* START Records provided *

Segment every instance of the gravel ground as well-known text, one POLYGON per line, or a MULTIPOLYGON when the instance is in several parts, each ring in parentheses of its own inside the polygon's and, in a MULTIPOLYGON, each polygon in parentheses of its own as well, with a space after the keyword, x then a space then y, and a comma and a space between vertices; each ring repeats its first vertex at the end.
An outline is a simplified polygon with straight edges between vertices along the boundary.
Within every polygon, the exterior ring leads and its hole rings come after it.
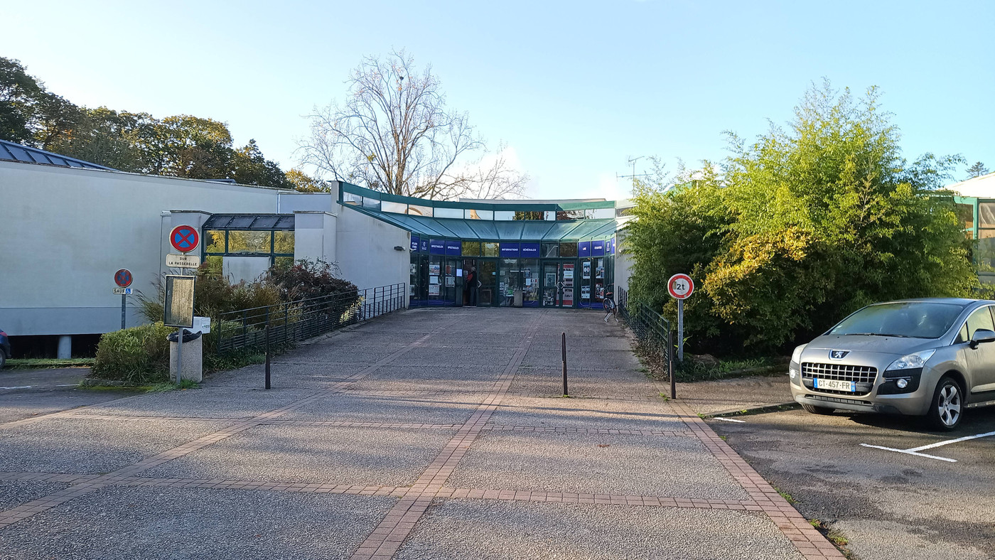
MULTIPOLYGON (((363 366, 356 364, 320 364, 320 363, 273 363, 270 375, 273 387, 277 389, 325 389, 330 385, 344 381, 346 377, 359 371, 363 366)), ((262 389, 266 384, 266 366, 254 364, 241 369, 223 371, 207 377, 203 386, 216 387, 248 387, 262 389)))
POLYGON ((802 556, 769 520, 738 511, 453 499, 429 509, 395 558, 801 560, 802 556))
POLYGON ((110 472, 231 425, 52 418, 0 430, 0 470, 110 472))
POLYGON ((9 560, 348 558, 388 497, 108 487, 0 529, 9 560))
POLYGON ((847 535, 848 548, 863 560, 986 560, 995 558, 995 543, 988 552, 945 542, 937 531, 911 528, 907 524, 878 519, 834 523, 833 529, 847 535))
POLYGON ((0 511, 58 492, 70 485, 37 480, 0 480, 0 511))
POLYGON ((700 414, 793 402, 787 375, 678 383, 677 390, 681 402, 700 414))
POLYGON ((749 497, 701 442, 666 436, 485 432, 447 485, 699 499, 749 497))
POLYGON ((253 418, 314 393, 307 389, 247 389, 207 387, 149 393, 119 403, 83 409, 79 414, 117 416, 182 416, 192 418, 253 418))
POLYGON ((455 430, 261 426, 141 476, 403 486, 455 430))
POLYGON ((661 401, 505 396, 491 424, 607 430, 687 430, 661 401))
MULTIPOLYGON (((567 371, 618 371, 638 370, 641 366, 632 350, 606 350, 585 347, 570 347, 566 350, 567 371)), ((563 352, 557 348, 533 346, 525 353, 521 365, 525 367, 558 368, 563 364, 563 352)))
MULTIPOLYGON (((568 371, 567 383, 570 395, 575 397, 624 399, 660 397, 660 390, 638 371, 568 371)), ((508 392, 516 395, 562 395, 563 370, 519 369, 508 392)))
POLYGON ((468 351, 461 347, 425 347, 412 348, 401 354, 393 366, 439 366, 446 364, 457 367, 481 368, 501 367, 510 363, 514 357, 514 348, 490 348, 488 350, 468 351))
POLYGON ((486 396, 482 393, 454 393, 447 397, 365 397, 337 394, 307 403, 281 418, 321 422, 463 424, 486 396))

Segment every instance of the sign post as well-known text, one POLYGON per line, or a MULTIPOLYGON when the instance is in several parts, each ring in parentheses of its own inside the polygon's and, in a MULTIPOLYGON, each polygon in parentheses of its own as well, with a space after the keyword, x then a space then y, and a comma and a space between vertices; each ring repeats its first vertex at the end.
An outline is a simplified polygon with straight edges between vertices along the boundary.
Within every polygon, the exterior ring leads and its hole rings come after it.
MULTIPOLYGON (((180 261, 186 261, 186 254, 197 249, 200 245, 200 234, 197 233, 197 228, 193 226, 176 226, 169 232, 169 245, 173 246, 173 249, 183 253, 184 255, 169 255, 166 257, 166 265, 169 266, 170 260, 175 260, 176 257, 180 258, 180 261)), ((197 260, 197 265, 200 265, 200 259, 197 257, 191 257, 197 260)), ((177 263, 173 263, 177 264, 177 263)), ((190 265, 190 261, 186 261, 183 264, 190 265)), ((179 268, 186 269, 189 267, 183 267, 179 265, 179 268)), ((194 282, 197 277, 187 277, 185 276, 186 271, 183 270, 183 275, 181 276, 166 276, 166 301, 165 301, 165 317, 163 324, 166 326, 178 327, 177 338, 176 338, 176 384, 179 385, 180 381, 183 380, 183 328, 193 328, 193 291, 194 282)))
POLYGON ((678 300, 678 361, 684 362, 684 300, 695 293, 695 281, 688 275, 674 275, 667 280, 667 290, 678 300))
POLYGON ((131 276, 131 271, 127 269, 121 269, 114 273, 114 283, 117 284, 117 288, 114 289, 114 293, 121 294, 121 330, 124 330, 124 312, 127 308, 127 295, 131 293, 131 282, 134 278, 131 276))

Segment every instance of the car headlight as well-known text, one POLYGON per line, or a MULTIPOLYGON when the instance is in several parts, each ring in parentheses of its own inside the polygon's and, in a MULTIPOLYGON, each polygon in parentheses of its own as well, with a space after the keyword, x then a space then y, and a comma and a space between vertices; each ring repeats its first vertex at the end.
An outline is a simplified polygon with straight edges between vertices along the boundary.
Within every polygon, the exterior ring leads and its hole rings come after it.
POLYGON ((914 354, 908 354, 901 356, 897 360, 892 362, 892 365, 888 366, 888 369, 915 369, 926 365, 926 360, 928 360, 933 353, 936 352, 935 348, 929 350, 922 350, 921 352, 915 352, 914 354))
POLYGON ((791 379, 798 377, 798 370, 801 368, 803 350, 805 350, 805 344, 795 348, 795 351, 791 353, 791 363, 788 364, 788 377, 791 379))
POLYGON ((792 362, 796 364, 802 363, 802 352, 805 350, 805 346, 808 346, 808 344, 802 344, 801 346, 795 348, 795 351, 791 353, 792 362))

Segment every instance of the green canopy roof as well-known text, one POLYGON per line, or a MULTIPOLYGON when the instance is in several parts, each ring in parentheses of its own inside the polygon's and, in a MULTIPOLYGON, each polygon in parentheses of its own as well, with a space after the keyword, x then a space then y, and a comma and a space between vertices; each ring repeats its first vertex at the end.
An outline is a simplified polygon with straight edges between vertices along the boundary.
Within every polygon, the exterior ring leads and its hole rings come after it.
POLYGON ((458 220, 377 212, 369 208, 348 204, 343 204, 342 207, 387 222, 417 236, 471 241, 584 241, 611 237, 617 228, 617 223, 612 218, 559 220, 555 222, 458 220))

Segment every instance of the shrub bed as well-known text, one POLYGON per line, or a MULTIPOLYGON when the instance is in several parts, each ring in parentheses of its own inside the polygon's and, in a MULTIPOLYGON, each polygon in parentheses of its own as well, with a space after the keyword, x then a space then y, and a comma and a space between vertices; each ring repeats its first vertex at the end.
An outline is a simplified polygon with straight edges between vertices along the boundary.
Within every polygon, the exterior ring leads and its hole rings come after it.
POLYGON ((169 341, 173 327, 162 322, 132 326, 100 336, 92 377, 132 384, 169 377, 169 341))

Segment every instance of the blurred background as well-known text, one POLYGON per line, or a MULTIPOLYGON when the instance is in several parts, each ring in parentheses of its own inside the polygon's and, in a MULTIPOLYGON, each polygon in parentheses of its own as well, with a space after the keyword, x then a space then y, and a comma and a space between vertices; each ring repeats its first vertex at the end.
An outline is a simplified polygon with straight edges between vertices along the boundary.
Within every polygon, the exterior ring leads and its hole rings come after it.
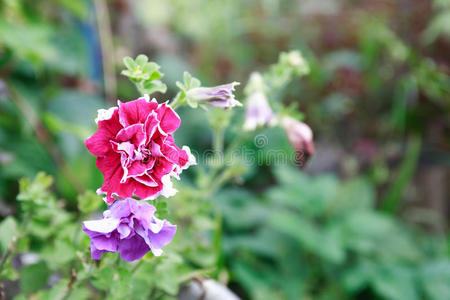
MULTIPOLYGON (((97 109, 138 97, 123 56, 161 65, 169 99, 185 70, 244 85, 291 49, 311 73, 280 99, 316 153, 302 171, 249 166, 214 197, 218 279, 244 299, 449 299, 448 0, 0 0, 0 217, 39 171, 69 210, 101 185, 83 141, 97 109)), ((177 144, 210 149, 205 119, 180 115, 177 144)), ((292 151, 264 134, 264 151, 292 151)))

* END Records provided *

Objective:
Write out the lines of all the entries above word for word, leaving out the pictures.

Exercise result:
Segment every instance of the gravel ground as well-known text, one POLYGON per line, or a MULTIPOLYGON when the instance is in several parts, each ring in parentheses of its own inside the polygon's and, in a MULTIPOLYGON, each polygon in parentheses of its own as well, with a space after the keyword, x then a space then y, and a comma and a space between vertices; each ring repeats its first vertex at the end.
An outline is a simplified polygon with straight edges between vertices along the boundary.
Within every polygon, the exterior ring leads and its hole rings come after it.
MULTIPOLYGON (((363 366, 356 364, 320 364, 320 363, 273 363, 270 375, 273 387, 277 389, 325 389, 330 385, 344 381, 346 377, 359 371, 363 366)), ((262 389, 266 384, 266 366, 254 364, 241 369, 223 371, 207 377, 203 386, 216 387, 248 387, 262 389)))
POLYGON ((802 556, 769 520, 738 511, 453 499, 429 509, 395 558, 801 560, 802 556))
POLYGON ((110 472, 231 425, 52 418, 0 430, 0 470, 110 472))
POLYGON ((9 560, 348 558, 388 497, 108 487, 0 529, 9 560))
POLYGON ((847 535, 848 548, 863 560, 986 560, 995 558, 995 543, 988 552, 945 542, 937 531, 911 528, 907 524, 878 519, 834 523, 833 529, 847 535))
POLYGON ((0 511, 58 492, 70 485, 37 480, 0 480, 0 511))
POLYGON ((700 414, 793 402, 787 375, 678 383, 677 390, 681 402, 700 414))
POLYGON ((749 497, 701 442, 666 436, 485 432, 447 485, 699 499, 749 497))
POLYGON ((253 418, 314 393, 307 389, 247 389, 207 387, 149 393, 119 403, 83 409, 79 414, 117 416, 182 416, 192 418, 253 418))
POLYGON ((455 430, 261 426, 141 476, 403 486, 455 430))
POLYGON ((661 401, 505 396, 491 424, 607 430, 687 430, 661 401))
MULTIPOLYGON (((567 371, 618 371, 638 370, 641 366, 632 350, 606 350, 585 347, 570 347, 566 350, 567 371)), ((563 352, 557 348, 533 346, 525 353, 521 365, 525 367, 558 368, 563 364, 563 352)))
MULTIPOLYGON (((568 371, 567 383, 570 395, 575 397, 624 399, 660 397, 660 390, 638 371, 568 371)), ((508 392, 516 395, 562 395, 563 370, 519 369, 508 392)))
POLYGON ((468 351, 461 347, 425 347, 412 348, 401 354, 393 366, 439 366, 446 364, 457 367, 481 368, 501 367, 510 363, 514 357, 514 348, 490 348, 488 350, 468 351))
POLYGON ((486 396, 482 393, 454 393, 447 397, 365 397, 337 394, 307 403, 281 418, 321 422, 463 424, 486 396))

Segment every instance of the sign post as well-known text, one POLYGON per line, or a MULTIPOLYGON when the instance is in several parts, each ring in parentheses of its own inside the polygon's and, in a MULTIPOLYGON, each polygon in parentheses of its own as well, with a space after the keyword, x then a space then y, and a comma and a space between vertices; each ring repeats its first vertex at the end.
An outline is a simplified polygon with straight edges between vertices along the boundary.
Within every polygon, the exterior ring leads and its hole rings come after it.
MULTIPOLYGON (((180 261, 186 261, 186 254, 197 249, 200 245, 200 234, 197 233, 197 228, 193 226, 176 226, 169 232, 169 245, 173 246, 173 249, 183 253, 184 255, 169 255, 166 257, 166 265, 169 266, 170 260, 175 260, 176 257, 180 258, 180 261)), ((197 260, 197 265, 200 265, 200 259, 197 257, 191 257, 197 260)), ((177 263, 173 263, 177 264, 177 263)), ((190 265, 190 261, 186 261, 183 264, 190 265)), ((179 268, 186 269, 189 267, 183 267, 179 265, 179 268)), ((194 282, 197 277, 187 277, 185 276, 186 271, 183 270, 183 275, 181 276, 166 276, 166 301, 165 301, 165 317, 163 324, 166 326, 178 327, 177 338, 176 338, 176 384, 179 385, 180 381, 183 380, 183 328, 193 328, 193 291, 194 282)))
POLYGON ((678 300, 678 361, 684 362, 684 300, 695 293, 695 281, 688 275, 674 275, 667 280, 667 290, 678 300))
POLYGON ((131 276, 131 271, 127 269, 121 269, 114 273, 114 283, 117 284, 117 288, 114 289, 114 293, 121 294, 121 330, 124 330, 124 312, 127 308, 127 295, 131 293, 131 282, 134 278, 131 276))

Segment every instance of the car headlight as well-known text, one POLYGON per line, or a MULTIPOLYGON when the instance is in several parts, each ring in parentheses of its own inside the polygon's and, in a MULTIPOLYGON, each polygon in parentheses of its own as well, with a space after the keyword, x then a space then y, and a comma and a space between vertices; each ring repeats its first vertex at the end.
An outline is a simplified polygon with straight edges between vertices along the boundary.
Within every polygon, the exterior ring leads and its hole rings come after it.
POLYGON ((914 354, 908 354, 901 356, 897 360, 892 362, 892 365, 888 366, 888 369, 915 369, 926 365, 926 360, 928 360, 933 353, 936 352, 935 348, 929 350, 922 350, 921 352, 915 352, 914 354))
POLYGON ((791 379, 798 377, 798 370, 801 368, 803 350, 805 350, 805 344, 795 348, 795 351, 791 353, 791 363, 788 364, 788 377, 791 379))
POLYGON ((792 362, 796 364, 802 363, 802 352, 805 350, 805 346, 808 346, 808 344, 802 344, 801 346, 795 348, 795 351, 791 353, 792 362))

Segment every instance of the green canopy roof as well-known text, one POLYGON per line, or a MULTIPOLYGON when the instance is in several parts, each ring in parentheses of its own inside the polygon's and, in a MULTIPOLYGON, each polygon in parentheses of its own as well, with a space after the keyword, x then a space then y, and a comma and a space between vertices; each ring repeats its first vertex at the end.
An outline is a simplified polygon with straight edges between vertices along the boundary.
Within every polygon, the exterior ring leads and its hole rings come after it.
POLYGON ((458 220, 377 212, 369 208, 348 204, 343 204, 342 207, 387 222, 417 236, 471 241, 584 241, 611 237, 617 228, 617 223, 612 218, 559 220, 555 222, 458 220))

Segment every instance of the shrub bed as well-known text, one POLYGON per line, or a MULTIPOLYGON when the instance is in several parts, each ring in parentheses of its own inside the polygon's and, in a MULTIPOLYGON, each polygon in parentheses of its own as well, with a space after the keyword, x then a space then y, and a comma and a space between vertices; each ring repeats its first vertex at the end.
An outline is a simplified polygon with straight edges between vertices along the boundary.
Within every polygon, the exterior ring leads and its hole rings come after it.
POLYGON ((169 341, 173 327, 162 322, 132 326, 100 336, 92 377, 132 384, 169 377, 169 341))

Segment every instance of the blurred background as well-known text, one POLYGON per line, or a MULTIPOLYGON when the instance is in several parts, each ring in parentheses of its own inside the polygon's and, in a MULTIPOLYGON, each polygon in parentheses of its own as well, with a space after the keyword, x then a space then y, and a comma and a space between vertices; each ring repeats its first vertex at the end.
An outline is a simplified polygon with straight edges between vertices along the boundary.
Within every polygon, the exterior ring leads and its hole rings come after it.
MULTIPOLYGON (((97 109, 138 97, 123 56, 161 65, 169 99, 185 70, 244 85, 291 49, 311 73, 280 99, 316 153, 302 171, 249 166, 214 197, 218 279, 244 299, 449 299, 448 0, 0 0, 0 217, 39 171, 69 210, 101 185, 83 141, 97 109)), ((177 144, 210 149, 205 119, 180 115, 177 144)), ((292 151, 264 134, 264 151, 292 151)))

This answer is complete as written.